## [Extract to read]
....
Monday, May 22, 2000
Two nights ago I put Ratsy and Fudgie in the big barred cage, but when I got up this morning just before 9:00, I noticed that Fudgie escaped. I should’ve known he was still too skinny! I haven’t seen that little devil, whom I’m guessing is asleep under the couch, but come tonight when he gets hungry and thirsty, I expect I’ll see him. At least he’s not a chewer and hasn’t damaged any wires.
I’m not even stuck and I’m back to 125 pounds. I feel like a giant balloon! I don’t know if it’s water or what, but this period has been super screwy. I woke up with cramps today but never bled a drop. My tits are still a little sore too, so when am I gonna flow out and be done with this shit for the month? I hate having these periods be such long, drawn-out ordeals. Can’t I just get my period? Just simply get it? Better yet, how about a hysterectomy? Why not, God? You and I both know I don’t need my uterus.
Later…
Well, I’m not stuck anymore. Still 125, though. Why is it so natural for me to be 20-25 pounds overweight? Why??? Stupid question, I know. Just about everyone who’s over 30 is overweight. Although I knew it wouldn’t, it still would’ve been nice if I could’ve lost weight and inches with the Bowflex, but if I bounce back and forth between 122-125 it’ll be better than going over 125. Same with the 1-2 inches I bounce between. Better my thighs go bouncing between 22-23 than to wake up one day with 25” or even 30” thighs!
The only way I could lose weight would be to starve it off, but what’s the point? If I were 110 tomorrow, I’d be back to where I am now in a few weeks, so why bother?
I know it’s daytime, but it kind of bothers me that I haven’t seen Fudgie. I’d like to believe he’s under the couch, sleeping happily and comfortably till he gets hungry enough to show himself, but why do I have the feeling I’ll never see him again, and that if I do, he won’t be alive? God, please don’t take this rat! At least not so soon!
Later…
Fudgie’s home! I just got up to head into the kitchen for coffee when I saw him at his bowl eating. I had moved Ratsy into the tank and left the door open to the big cage so he could get food and drinks. Maybe I’m just being paranoid, in light of losing Scuttles so soon, but man is this rat scrawny! I hope it’s nothing bad and that he fattens up soon.
....
Please write out the diary passage from "The only way" to "fattens up soon." word for word.

## [Dataset extract]
....
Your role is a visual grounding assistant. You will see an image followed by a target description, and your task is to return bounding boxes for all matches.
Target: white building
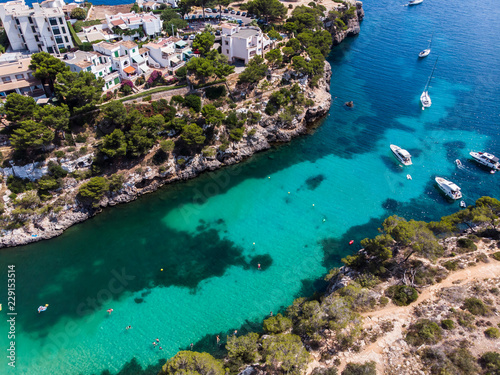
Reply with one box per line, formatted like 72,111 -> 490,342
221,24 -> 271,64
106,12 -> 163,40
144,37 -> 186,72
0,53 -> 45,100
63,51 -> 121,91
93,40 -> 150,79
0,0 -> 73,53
....
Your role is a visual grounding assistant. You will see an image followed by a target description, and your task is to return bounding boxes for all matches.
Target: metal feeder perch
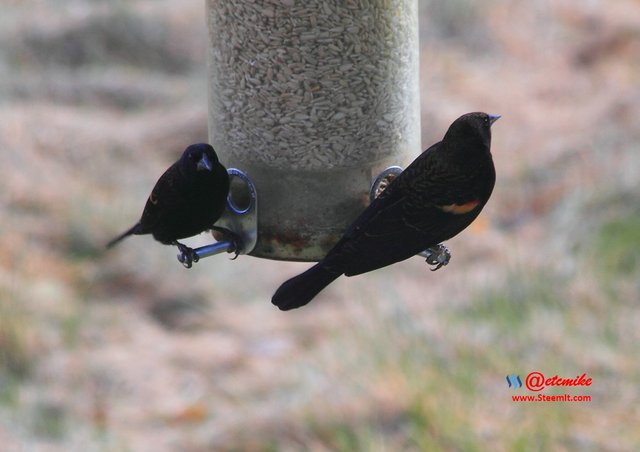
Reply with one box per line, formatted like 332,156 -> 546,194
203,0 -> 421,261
....
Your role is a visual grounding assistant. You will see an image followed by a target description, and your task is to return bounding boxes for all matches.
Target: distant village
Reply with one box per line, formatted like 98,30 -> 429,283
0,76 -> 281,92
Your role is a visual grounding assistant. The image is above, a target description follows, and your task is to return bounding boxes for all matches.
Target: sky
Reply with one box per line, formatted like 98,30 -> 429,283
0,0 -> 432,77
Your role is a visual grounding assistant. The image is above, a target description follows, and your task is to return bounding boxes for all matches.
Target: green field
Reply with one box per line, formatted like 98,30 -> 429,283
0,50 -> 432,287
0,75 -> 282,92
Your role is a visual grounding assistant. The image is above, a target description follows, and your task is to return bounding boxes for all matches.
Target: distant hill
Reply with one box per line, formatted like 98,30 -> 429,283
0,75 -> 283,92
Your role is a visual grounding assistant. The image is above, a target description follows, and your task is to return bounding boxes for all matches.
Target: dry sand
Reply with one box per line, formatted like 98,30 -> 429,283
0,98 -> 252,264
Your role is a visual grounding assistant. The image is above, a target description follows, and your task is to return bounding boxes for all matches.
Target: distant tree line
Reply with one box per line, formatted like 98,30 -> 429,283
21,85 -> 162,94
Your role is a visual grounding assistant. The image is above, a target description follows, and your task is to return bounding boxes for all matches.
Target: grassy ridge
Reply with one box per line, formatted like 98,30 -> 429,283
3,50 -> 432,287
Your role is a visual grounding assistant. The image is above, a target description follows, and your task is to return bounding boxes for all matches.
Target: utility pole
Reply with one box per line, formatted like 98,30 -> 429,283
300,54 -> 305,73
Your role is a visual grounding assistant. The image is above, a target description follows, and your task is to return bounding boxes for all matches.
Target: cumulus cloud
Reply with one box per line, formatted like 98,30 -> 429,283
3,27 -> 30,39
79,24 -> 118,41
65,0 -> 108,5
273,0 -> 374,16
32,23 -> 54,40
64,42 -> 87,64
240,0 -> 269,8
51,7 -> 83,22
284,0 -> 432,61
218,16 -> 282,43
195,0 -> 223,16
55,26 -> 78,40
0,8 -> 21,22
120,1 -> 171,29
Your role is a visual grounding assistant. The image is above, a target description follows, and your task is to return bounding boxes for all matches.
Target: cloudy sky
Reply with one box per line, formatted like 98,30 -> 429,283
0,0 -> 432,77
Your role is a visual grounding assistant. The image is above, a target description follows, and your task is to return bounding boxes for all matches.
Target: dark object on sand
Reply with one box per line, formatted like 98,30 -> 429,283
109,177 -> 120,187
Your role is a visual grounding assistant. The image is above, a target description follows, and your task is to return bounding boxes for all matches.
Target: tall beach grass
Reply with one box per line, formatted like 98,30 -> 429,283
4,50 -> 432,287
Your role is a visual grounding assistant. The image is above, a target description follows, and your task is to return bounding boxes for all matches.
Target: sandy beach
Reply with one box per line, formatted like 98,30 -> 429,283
....
## [Answer space]
The only way I could lose weight would be to starve it off, but what’s the point? If I were 110 tomorrow, I’d be back to where I am now in a few weeks, so why bother?
I know it’s daytime, but it kind of bothers me that I haven’t seen Fudgie. I’d like to believe he’s under the couch, sleeping happily and comfortably till he gets hungry enough to show himself, but why do I have the feeling I’ll never see him again, and that if I do, he won’t be alive? God, please don’t take this rat! At least not so soon!
Later…
Fudgie’s home! I just got up to head into the kitchen for coffee when I saw him at his bowl eating. I had moved Ratsy into the tank and left the door open to the big cage so he could get food and drinks. Maybe I’m just being paranoid, in light of losing Scuttles so soon, but man is this rat scrawny! I hope it’s nothing bad and that he fattens up soon.